## BEGIN

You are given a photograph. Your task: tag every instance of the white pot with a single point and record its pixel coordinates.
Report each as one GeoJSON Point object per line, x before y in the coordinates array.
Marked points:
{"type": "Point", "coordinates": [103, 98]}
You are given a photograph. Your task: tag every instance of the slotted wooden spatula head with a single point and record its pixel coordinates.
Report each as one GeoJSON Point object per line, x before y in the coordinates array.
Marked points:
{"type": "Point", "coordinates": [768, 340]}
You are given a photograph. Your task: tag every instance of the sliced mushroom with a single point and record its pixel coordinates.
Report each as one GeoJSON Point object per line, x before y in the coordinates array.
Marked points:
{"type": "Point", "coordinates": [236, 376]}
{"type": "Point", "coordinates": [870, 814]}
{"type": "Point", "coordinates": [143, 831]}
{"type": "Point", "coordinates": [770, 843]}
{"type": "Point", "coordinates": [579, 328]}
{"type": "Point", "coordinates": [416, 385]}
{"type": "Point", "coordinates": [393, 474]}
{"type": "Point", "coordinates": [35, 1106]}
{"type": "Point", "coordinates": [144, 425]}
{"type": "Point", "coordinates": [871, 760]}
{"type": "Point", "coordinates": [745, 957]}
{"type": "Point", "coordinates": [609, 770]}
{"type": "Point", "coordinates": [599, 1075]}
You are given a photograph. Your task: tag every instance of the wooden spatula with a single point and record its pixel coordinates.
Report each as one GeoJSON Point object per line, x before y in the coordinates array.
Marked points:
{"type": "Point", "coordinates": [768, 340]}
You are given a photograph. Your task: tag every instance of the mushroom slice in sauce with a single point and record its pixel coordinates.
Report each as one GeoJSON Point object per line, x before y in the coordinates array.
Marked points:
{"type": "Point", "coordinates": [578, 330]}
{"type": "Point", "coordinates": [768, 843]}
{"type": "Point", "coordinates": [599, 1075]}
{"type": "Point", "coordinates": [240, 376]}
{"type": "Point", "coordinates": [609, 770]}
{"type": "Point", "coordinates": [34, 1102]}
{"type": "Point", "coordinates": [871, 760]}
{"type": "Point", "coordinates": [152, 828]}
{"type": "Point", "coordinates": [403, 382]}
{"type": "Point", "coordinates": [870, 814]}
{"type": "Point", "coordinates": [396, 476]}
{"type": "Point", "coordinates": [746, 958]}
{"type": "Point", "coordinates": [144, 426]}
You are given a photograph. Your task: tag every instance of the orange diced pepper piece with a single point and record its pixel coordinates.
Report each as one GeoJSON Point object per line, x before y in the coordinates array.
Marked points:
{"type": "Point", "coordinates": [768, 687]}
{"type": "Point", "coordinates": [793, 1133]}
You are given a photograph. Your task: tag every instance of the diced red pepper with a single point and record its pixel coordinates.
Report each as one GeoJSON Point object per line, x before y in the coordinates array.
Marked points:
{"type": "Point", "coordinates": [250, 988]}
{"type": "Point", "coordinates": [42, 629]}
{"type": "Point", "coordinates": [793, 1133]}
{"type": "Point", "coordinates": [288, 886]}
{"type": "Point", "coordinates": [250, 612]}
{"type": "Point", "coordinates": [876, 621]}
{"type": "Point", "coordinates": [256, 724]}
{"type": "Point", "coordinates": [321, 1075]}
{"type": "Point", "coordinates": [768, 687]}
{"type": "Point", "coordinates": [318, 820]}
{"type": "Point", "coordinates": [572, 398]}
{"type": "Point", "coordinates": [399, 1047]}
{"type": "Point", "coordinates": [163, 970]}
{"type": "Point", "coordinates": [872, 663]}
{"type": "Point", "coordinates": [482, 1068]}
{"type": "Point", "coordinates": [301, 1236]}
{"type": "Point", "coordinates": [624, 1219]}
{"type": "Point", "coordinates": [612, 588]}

## END

# Requirement
Reproduce all of the entries word for word.

# Answer for the task
You are given a photograph. Your task: tag every instance of the white pot with a single point and record its pixel coordinates.
Report each as one GeoJSON Point object per line, x before y in the coordinates array.
Marked points:
{"type": "Point", "coordinates": [103, 98]}
You are given a photograph. Your task: tag every instance of the slotted wooden spatula head with a single point and record its pixel coordinates.
Report each as one GeoJSON Point object per line, x before y in the coordinates array.
Marked points:
{"type": "Point", "coordinates": [768, 340]}
You are given a photograph. Your task: tag every instance of the sliced mushroom with a single point and record its pixel coordinates.
Report each as one GeoJSON Point object per line, x before y in the coordinates array.
Marked points:
{"type": "Point", "coordinates": [236, 376]}
{"type": "Point", "coordinates": [870, 814]}
{"type": "Point", "coordinates": [143, 831]}
{"type": "Point", "coordinates": [770, 843]}
{"type": "Point", "coordinates": [579, 328]}
{"type": "Point", "coordinates": [416, 385]}
{"type": "Point", "coordinates": [393, 474]}
{"type": "Point", "coordinates": [35, 1106]}
{"type": "Point", "coordinates": [144, 425]}
{"type": "Point", "coordinates": [871, 760]}
{"type": "Point", "coordinates": [745, 957]}
{"type": "Point", "coordinates": [609, 770]}
{"type": "Point", "coordinates": [599, 1075]}
You are given a photograph. Your task: tag every instance of the wooden spatula with a single point and record its pixel coordinates.
Report each as one GeoJSON Point object per line, x before y in the coordinates array.
Marked points:
{"type": "Point", "coordinates": [768, 340]}
You are given a photograph. Your task: tag every instance of the mushroom slice in sauce with a single point and record its pixel coordinates.
Report each as one GeoJSON Point object per line, x before y in the coordinates array.
Marked points:
{"type": "Point", "coordinates": [578, 330]}
{"type": "Point", "coordinates": [768, 843]}
{"type": "Point", "coordinates": [599, 1075]}
{"type": "Point", "coordinates": [240, 376]}
{"type": "Point", "coordinates": [609, 770]}
{"type": "Point", "coordinates": [34, 1102]}
{"type": "Point", "coordinates": [871, 760]}
{"type": "Point", "coordinates": [152, 828]}
{"type": "Point", "coordinates": [403, 382]}
{"type": "Point", "coordinates": [870, 814]}
{"type": "Point", "coordinates": [396, 476]}
{"type": "Point", "coordinates": [746, 958]}
{"type": "Point", "coordinates": [144, 426]}
You are given a photograph. Your task: tag every instance of the orange diced pepper piece with a single point and record its pixel coordinates.
Report each as one GeoJSON Point object per line, x before y in the coordinates array.
Marked points:
{"type": "Point", "coordinates": [768, 687]}
{"type": "Point", "coordinates": [793, 1133]}
You are given a photograph. Your task: tag every instance of the diced red pepper with a single point and record its pixel coordinates.
Report each as one GeoJSON Point object per line, x before y in the coordinates array.
Marked points:
{"type": "Point", "coordinates": [250, 988]}
{"type": "Point", "coordinates": [42, 629]}
{"type": "Point", "coordinates": [793, 1133]}
{"type": "Point", "coordinates": [288, 886]}
{"type": "Point", "coordinates": [250, 612]}
{"type": "Point", "coordinates": [876, 621]}
{"type": "Point", "coordinates": [256, 724]}
{"type": "Point", "coordinates": [321, 1075]}
{"type": "Point", "coordinates": [768, 687]}
{"type": "Point", "coordinates": [318, 820]}
{"type": "Point", "coordinates": [572, 398]}
{"type": "Point", "coordinates": [399, 1047]}
{"type": "Point", "coordinates": [163, 970]}
{"type": "Point", "coordinates": [872, 663]}
{"type": "Point", "coordinates": [482, 1068]}
{"type": "Point", "coordinates": [301, 1236]}
{"type": "Point", "coordinates": [624, 1219]}
{"type": "Point", "coordinates": [612, 588]}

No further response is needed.